Write out the following lines word for word, from the first to the last.

[Excerpts from a detection dataset]
────────────────────────────────────────

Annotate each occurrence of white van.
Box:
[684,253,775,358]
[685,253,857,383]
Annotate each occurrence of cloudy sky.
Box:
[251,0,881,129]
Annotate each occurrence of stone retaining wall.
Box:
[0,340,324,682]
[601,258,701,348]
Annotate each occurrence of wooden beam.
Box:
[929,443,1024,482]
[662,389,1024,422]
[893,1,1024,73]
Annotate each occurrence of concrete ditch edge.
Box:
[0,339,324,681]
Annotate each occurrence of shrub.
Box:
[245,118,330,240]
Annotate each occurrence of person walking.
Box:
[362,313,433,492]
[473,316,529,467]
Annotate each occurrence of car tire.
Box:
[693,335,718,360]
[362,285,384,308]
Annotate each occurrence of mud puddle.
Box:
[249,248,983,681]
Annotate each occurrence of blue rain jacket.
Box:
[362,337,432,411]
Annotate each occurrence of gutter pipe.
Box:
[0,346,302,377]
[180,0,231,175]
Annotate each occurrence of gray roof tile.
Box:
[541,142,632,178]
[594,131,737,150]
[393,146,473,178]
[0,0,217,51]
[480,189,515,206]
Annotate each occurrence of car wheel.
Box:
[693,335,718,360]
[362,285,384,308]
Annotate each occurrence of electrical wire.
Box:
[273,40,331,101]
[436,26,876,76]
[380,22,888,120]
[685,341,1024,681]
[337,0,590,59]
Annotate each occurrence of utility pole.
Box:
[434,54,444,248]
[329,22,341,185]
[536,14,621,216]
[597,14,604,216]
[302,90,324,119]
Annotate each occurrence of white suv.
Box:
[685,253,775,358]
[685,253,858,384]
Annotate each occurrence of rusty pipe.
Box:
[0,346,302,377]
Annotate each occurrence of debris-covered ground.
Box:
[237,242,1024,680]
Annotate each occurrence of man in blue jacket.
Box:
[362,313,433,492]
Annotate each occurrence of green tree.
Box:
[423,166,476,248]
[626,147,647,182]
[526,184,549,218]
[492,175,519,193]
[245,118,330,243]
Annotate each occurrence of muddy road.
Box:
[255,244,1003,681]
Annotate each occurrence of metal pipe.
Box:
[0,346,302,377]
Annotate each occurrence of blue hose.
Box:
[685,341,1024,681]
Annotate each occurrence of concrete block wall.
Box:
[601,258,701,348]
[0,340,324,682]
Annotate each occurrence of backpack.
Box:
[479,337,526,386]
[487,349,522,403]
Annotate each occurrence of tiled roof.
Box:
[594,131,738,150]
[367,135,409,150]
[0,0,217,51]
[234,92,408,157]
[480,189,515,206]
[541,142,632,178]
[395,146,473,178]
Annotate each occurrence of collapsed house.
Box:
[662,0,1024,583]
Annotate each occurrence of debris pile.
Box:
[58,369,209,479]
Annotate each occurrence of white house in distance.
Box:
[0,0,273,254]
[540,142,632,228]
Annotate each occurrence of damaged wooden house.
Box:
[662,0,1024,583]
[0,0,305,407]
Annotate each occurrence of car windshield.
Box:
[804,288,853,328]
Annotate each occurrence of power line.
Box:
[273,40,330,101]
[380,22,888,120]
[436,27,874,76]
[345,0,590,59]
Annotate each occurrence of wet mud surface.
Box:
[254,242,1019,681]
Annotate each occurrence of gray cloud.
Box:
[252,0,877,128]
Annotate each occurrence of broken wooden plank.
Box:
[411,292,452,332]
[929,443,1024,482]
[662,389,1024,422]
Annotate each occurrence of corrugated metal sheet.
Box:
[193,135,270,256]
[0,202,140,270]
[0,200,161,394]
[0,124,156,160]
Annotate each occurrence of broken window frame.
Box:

────────────────────────────────────────

● Exercise solution:
Annotate each occurrence of white van.
Box:
[684,253,775,358]
[685,253,857,383]
Annotate each occurrence of cloudy sky.
Box:
[251,0,881,129]
Annotate each occurrence of stone retaining wall.
Box:
[0,340,324,682]
[601,258,701,348]
Annotate each occurrence of wooden beam.
Box:
[929,443,1024,482]
[662,389,1024,422]
[893,1,1024,73]
Annotate each occurrence of concrete ditch edge.
Box:
[0,339,324,681]
Annotate each occurrence of shrub.
Box:
[245,118,330,240]
Annotate each occurrence of person walking.
Box:
[362,313,433,492]
[473,316,529,467]
Annotate each occurrence of car tire.
Box:
[693,335,718,360]
[362,285,384,308]
Annotate each occurrence of mud puddle.
Box:
[249,248,983,681]
Annotate each occurrence of blue rain jacket.
Box:
[362,337,432,411]
Annotate each occurrence of gutter pipe.
Box:
[0,346,302,377]
[180,0,231,175]
Annotate each occurrence of gray roof tile.
Box:
[541,142,632,178]
[594,131,737,150]
[393,146,473,178]
[0,0,217,51]
[480,189,515,206]
Annotate each occurrence of car wheel.
Box:
[693,335,718,360]
[362,285,384,308]
Annotate each occurrence of electrical wire.
Box:
[273,40,331,101]
[436,26,876,76]
[380,22,888,120]
[685,341,1024,681]
[337,0,590,59]
Annotate each occurrence of utility pole.
Box:
[434,54,444,248]
[329,22,341,185]
[536,14,621,216]
[597,14,604,216]
[302,90,324,119]
Annotate each occurrence of white suv.
Box:
[685,253,775,358]
[685,253,858,384]
Annotate each occurrence of rusty pipe.
Box:
[0,346,302,377]
Annotate each occurrence of debris-covered ground.
Box:
[237,242,1024,680]
Annotate each occurrence of man in blue jacket.
Box:
[362,313,433,492]
Annotate each occurrence of green tree.
Box:
[423,166,476,248]
[626,147,647,182]
[526,184,549,218]
[492,175,519,193]
[245,118,330,243]
Annotate each occurrence of muddy road.
Box:
[255,244,1003,681]
Annotate each occurrence of metal pipe.
Box:
[0,346,302,377]
Annotate each occurrence of blue hose.
Box:
[685,341,1024,681]
Annotate each occurrence of concrete block wall.
Box:
[601,258,701,348]
[0,340,324,682]
Annotate each occurrence of backpack.
Box:
[479,337,526,386]
[487,349,522,403]
Annotate each occurrence of tiled roof.
Box:
[594,131,738,150]
[367,135,409,150]
[0,0,217,51]
[234,92,408,157]
[480,189,515,206]
[541,142,632,178]
[395,146,473,178]
Annotate each occurrence of collapsed house.
Box:
[662,0,1024,583]
Annotate each occurrence of debris pile.
Box:
[58,369,209,479]
Annotate each occurrence of white house in distance.
Box:
[0,0,273,254]
[540,142,632,228]
Annotate each occurrence of damaged wooden house.
Box:
[662,0,1024,583]
[0,0,305,407]
Annotate each occurrence of car windshield.
Box:
[804,288,853,328]
Annotate each occurrence of power line.
Box:
[273,40,330,101]
[380,22,888,120]
[436,27,874,76]
[345,0,590,59]
Annotate each occurrence of wet mud surface.
Box:
[254,242,1019,681]
Annotate each occurrence of gray cloud.
Box:
[252,0,877,128]
Annotate each occurrence of broken wooden plank.
Box:
[411,292,452,332]
[929,443,1024,482]
[662,389,1024,422]
Annotate each occurrence of corrugated metal sheet.
Box:
[193,135,270,256]
[0,202,140,270]
[0,200,161,394]
[0,124,156,160]
Annotate each occurrence of broken window frame.
Box:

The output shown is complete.